**Prompt**
Below is a set of entries. Reproduce exactly the lines from the one containing "Practice. Spot the table" through the end, both included.

[Recorded data]
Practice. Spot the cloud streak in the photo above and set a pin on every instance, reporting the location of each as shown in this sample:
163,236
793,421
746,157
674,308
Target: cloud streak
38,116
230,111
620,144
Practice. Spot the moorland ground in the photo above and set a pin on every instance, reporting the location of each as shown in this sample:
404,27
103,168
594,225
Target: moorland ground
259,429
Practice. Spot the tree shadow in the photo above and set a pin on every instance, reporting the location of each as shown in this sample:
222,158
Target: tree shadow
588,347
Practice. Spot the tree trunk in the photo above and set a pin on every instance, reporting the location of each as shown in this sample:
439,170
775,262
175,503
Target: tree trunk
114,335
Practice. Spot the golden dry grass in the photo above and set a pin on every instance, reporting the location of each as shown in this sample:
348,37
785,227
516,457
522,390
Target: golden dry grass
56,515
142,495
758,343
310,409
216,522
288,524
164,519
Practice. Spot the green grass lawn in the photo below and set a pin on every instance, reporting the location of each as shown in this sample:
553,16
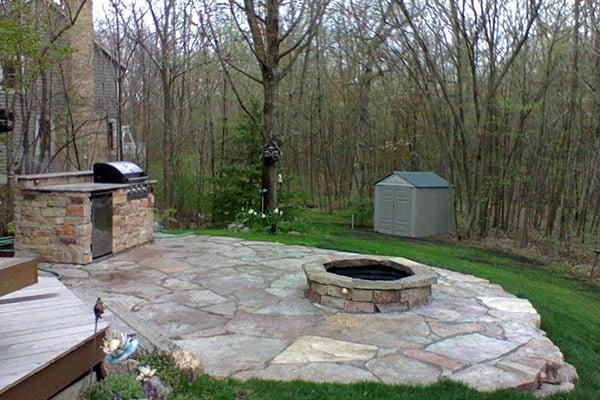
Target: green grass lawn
569,306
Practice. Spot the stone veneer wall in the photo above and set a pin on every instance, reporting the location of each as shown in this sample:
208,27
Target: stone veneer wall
133,221
54,226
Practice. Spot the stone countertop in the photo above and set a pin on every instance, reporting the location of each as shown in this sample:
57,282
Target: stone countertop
49,175
80,187
85,187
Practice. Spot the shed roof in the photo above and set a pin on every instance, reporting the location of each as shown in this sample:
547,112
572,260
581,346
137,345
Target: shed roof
420,179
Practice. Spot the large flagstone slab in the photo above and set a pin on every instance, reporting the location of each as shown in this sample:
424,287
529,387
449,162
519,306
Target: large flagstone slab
487,378
223,355
315,372
472,348
310,349
397,369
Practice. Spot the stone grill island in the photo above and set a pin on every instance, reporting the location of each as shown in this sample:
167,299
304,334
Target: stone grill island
76,217
374,284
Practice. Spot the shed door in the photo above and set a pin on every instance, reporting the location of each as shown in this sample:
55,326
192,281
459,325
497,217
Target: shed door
386,209
401,217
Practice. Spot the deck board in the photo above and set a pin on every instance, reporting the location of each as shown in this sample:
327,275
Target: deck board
40,326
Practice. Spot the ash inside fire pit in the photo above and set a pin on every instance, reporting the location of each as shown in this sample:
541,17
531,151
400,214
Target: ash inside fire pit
374,284
370,271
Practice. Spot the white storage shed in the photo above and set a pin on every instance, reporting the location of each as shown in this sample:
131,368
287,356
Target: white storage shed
413,204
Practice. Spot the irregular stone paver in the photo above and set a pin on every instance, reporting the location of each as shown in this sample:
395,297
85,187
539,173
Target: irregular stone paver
397,369
226,354
240,307
487,378
309,349
316,372
472,349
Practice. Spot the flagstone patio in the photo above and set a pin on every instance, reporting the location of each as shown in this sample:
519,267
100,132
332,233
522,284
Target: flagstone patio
240,307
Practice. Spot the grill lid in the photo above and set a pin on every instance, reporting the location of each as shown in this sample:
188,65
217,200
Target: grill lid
118,172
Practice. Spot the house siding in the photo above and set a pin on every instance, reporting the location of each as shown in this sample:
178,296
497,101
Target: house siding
105,100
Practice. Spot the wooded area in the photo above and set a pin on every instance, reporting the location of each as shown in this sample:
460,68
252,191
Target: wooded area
502,98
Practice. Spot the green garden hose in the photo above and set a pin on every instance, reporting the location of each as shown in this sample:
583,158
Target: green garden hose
51,271
165,235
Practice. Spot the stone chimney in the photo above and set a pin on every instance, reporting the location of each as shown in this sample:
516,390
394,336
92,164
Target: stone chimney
81,85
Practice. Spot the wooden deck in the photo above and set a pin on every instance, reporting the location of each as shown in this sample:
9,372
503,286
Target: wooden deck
46,340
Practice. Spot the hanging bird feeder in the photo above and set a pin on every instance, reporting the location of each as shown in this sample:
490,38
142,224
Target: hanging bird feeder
271,152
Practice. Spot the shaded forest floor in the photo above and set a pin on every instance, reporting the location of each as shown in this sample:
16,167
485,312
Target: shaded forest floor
568,302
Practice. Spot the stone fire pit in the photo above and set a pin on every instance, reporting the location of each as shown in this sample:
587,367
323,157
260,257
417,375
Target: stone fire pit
374,284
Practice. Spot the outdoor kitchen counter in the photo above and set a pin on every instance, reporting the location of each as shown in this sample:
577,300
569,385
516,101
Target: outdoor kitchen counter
85,187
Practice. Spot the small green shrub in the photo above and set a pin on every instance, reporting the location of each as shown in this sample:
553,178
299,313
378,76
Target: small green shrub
276,221
238,180
166,369
10,228
166,218
124,385
362,209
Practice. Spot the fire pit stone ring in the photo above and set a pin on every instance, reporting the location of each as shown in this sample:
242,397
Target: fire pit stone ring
370,284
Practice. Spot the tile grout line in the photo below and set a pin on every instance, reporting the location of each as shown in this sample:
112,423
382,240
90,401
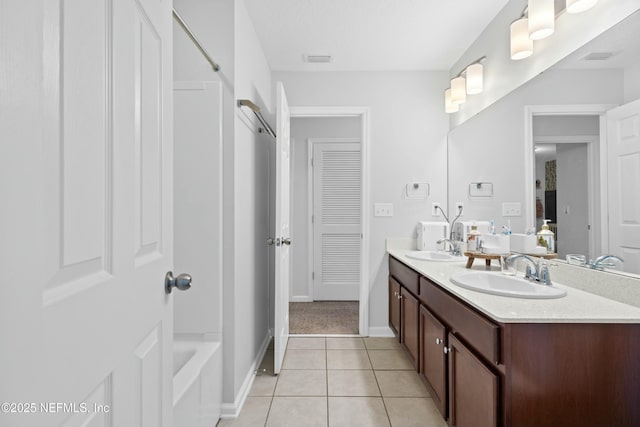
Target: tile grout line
386,411
326,374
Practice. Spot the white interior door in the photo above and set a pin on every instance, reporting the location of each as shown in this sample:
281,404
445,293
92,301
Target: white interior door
87,326
337,176
282,228
623,128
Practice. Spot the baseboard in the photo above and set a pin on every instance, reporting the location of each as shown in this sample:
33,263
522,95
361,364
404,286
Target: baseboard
232,410
380,331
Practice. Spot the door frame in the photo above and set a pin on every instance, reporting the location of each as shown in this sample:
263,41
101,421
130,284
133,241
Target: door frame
364,114
310,199
592,156
601,237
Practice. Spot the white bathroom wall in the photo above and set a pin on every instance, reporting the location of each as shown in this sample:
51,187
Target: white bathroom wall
503,75
632,82
565,126
198,206
408,144
301,130
225,30
248,324
490,146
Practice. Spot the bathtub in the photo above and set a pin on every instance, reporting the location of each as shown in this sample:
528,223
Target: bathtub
197,381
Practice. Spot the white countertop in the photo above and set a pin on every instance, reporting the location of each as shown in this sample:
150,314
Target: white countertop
576,307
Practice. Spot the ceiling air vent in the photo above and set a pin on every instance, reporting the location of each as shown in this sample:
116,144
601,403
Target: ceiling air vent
317,59
598,56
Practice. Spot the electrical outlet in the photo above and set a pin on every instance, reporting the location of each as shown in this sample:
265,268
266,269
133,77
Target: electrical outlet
511,209
435,209
382,209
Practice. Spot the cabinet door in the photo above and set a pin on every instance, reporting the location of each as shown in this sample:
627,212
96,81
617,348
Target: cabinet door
433,360
394,306
473,388
409,331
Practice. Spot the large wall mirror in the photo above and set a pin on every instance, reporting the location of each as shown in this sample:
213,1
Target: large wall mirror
542,148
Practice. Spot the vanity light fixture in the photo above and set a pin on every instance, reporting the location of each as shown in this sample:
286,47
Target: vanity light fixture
474,78
577,6
468,82
458,90
542,18
449,107
521,44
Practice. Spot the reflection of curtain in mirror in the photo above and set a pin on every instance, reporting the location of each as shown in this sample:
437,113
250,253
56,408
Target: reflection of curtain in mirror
550,175
550,196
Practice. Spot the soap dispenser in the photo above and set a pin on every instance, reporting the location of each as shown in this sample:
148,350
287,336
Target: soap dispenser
473,239
546,238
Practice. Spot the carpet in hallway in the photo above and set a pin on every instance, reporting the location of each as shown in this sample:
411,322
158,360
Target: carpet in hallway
323,317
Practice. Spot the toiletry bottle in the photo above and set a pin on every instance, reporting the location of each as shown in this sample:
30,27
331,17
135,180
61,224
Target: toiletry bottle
546,238
473,240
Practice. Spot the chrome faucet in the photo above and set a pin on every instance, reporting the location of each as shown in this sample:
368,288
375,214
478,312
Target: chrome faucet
455,246
534,272
601,262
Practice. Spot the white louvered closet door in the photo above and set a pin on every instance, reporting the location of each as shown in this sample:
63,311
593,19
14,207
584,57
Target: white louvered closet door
337,236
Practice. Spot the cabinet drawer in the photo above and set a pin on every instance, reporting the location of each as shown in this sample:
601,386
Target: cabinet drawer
405,275
482,334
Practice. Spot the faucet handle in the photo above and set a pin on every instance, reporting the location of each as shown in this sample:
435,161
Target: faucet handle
528,274
545,276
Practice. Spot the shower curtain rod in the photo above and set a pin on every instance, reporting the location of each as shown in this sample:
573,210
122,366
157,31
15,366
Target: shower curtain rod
256,111
193,38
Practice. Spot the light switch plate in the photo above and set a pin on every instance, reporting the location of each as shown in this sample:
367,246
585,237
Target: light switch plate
383,209
512,209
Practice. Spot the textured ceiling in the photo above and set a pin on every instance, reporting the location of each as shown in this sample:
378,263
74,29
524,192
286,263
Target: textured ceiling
369,34
622,41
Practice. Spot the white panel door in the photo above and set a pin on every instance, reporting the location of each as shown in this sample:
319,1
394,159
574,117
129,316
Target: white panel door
282,228
337,227
623,128
89,333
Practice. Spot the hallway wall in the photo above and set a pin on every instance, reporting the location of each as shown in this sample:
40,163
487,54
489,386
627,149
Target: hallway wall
408,144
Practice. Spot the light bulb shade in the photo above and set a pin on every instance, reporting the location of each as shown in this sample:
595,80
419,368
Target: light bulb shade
521,44
577,6
449,107
474,79
458,90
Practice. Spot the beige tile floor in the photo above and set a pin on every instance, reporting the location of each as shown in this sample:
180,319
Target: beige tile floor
334,382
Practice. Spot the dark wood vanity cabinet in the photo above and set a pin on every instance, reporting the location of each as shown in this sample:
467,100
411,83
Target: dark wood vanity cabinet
404,306
433,359
409,335
473,388
459,376
394,305
515,374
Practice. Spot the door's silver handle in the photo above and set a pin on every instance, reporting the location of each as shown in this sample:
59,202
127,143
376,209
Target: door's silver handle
182,282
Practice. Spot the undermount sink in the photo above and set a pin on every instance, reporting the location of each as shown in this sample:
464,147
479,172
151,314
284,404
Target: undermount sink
435,256
509,286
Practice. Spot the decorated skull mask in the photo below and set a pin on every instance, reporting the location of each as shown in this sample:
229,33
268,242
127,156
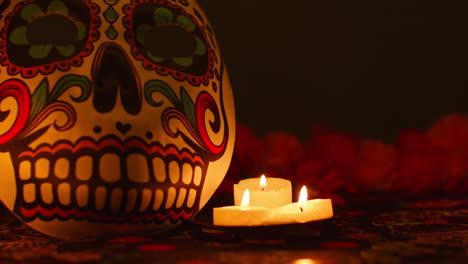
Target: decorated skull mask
116,116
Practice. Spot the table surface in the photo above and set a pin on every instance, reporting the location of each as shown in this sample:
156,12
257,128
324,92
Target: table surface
418,231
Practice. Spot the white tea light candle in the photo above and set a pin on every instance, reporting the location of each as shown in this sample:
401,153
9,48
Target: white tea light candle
241,215
267,192
301,212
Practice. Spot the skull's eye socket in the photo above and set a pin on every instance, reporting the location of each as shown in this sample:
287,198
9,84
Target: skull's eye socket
168,37
48,34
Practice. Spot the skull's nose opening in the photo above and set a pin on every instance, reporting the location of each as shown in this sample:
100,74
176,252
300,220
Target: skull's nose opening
113,72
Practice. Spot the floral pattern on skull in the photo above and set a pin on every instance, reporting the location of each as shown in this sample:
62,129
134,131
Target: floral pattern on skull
116,116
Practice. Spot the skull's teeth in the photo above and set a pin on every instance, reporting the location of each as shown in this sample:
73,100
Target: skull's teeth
117,199
109,170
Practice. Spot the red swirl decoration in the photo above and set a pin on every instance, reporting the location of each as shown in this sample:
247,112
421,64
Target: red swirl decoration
203,103
20,92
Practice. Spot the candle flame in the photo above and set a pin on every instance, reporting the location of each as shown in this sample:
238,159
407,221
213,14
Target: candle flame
245,203
263,183
302,202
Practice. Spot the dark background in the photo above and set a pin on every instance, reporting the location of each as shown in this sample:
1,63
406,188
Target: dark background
369,68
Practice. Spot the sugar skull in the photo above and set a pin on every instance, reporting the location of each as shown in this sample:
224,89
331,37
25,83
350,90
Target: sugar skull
116,116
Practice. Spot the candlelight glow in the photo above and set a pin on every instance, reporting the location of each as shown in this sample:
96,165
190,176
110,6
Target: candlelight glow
302,202
263,183
245,203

**Reply to the exercise**
Practice. Spot the table surface in the photo above and set a pin on every instance, reporting the location of each as shown in this sample:
156,12
257,128
324,92
Target: table surface
418,231
Practice. Spot the white tea light candle in the photo above and set a pin on every instance, reporting the location of each as shown in this sample:
401,153
9,48
Target: white tea light candle
241,215
267,192
301,212
Practice. Spot the skull's eye socket in the photo above and set a pin on every instance, reporting the location of each as shown in this sample:
287,198
9,84
Target: skull's eye socket
168,37
48,34
Practice. Spot the skull's nose opening in the photo above and set a pin on every instance, reporting the location of each as shown in this sample:
100,74
176,252
300,220
Target: skull's nose opening
113,72
Practice. Spot the floral pattern on skull in the photo above and set a pin on every instance, reporting the location of each as shown in this sample:
62,129
134,131
Target: floral pattern on skull
116,116
Practice. Spot the skull's teeth in the photo above and set a pin on every instance, reporting the location of each as shown in this sample:
73,100
Target: skull's teeth
117,199
109,170
Practice. Spot the red swirl decoration in the photo above and set a pin on every instance, reporting the location of each as shown in this sample:
247,112
421,64
Target: red swirl decoration
203,103
20,92
Practice. Spot the candle flame in the photo above and set a pin on every instance, reporting the location of each as shown in this sample:
238,159
407,221
213,14
Target: candle flame
245,203
263,183
302,202
Practice. Spot the dark background in the photo above and set a pin on every instance, reporting the location of each as shown in this sample:
1,63
406,188
Target: dark background
369,68
Practice. Spot the sugar skull in the photo above and set a pin on every instance, reporting the location of each as shown in this sample:
224,89
331,37
25,83
350,90
Target: sugar skull
116,116
Practice. Spot the candlelight glow in the photo above and set a pin on every instance, reporting the location of each as shown in this sample:
96,165
190,176
110,6
Target: candlelight glow
302,202
263,183
245,203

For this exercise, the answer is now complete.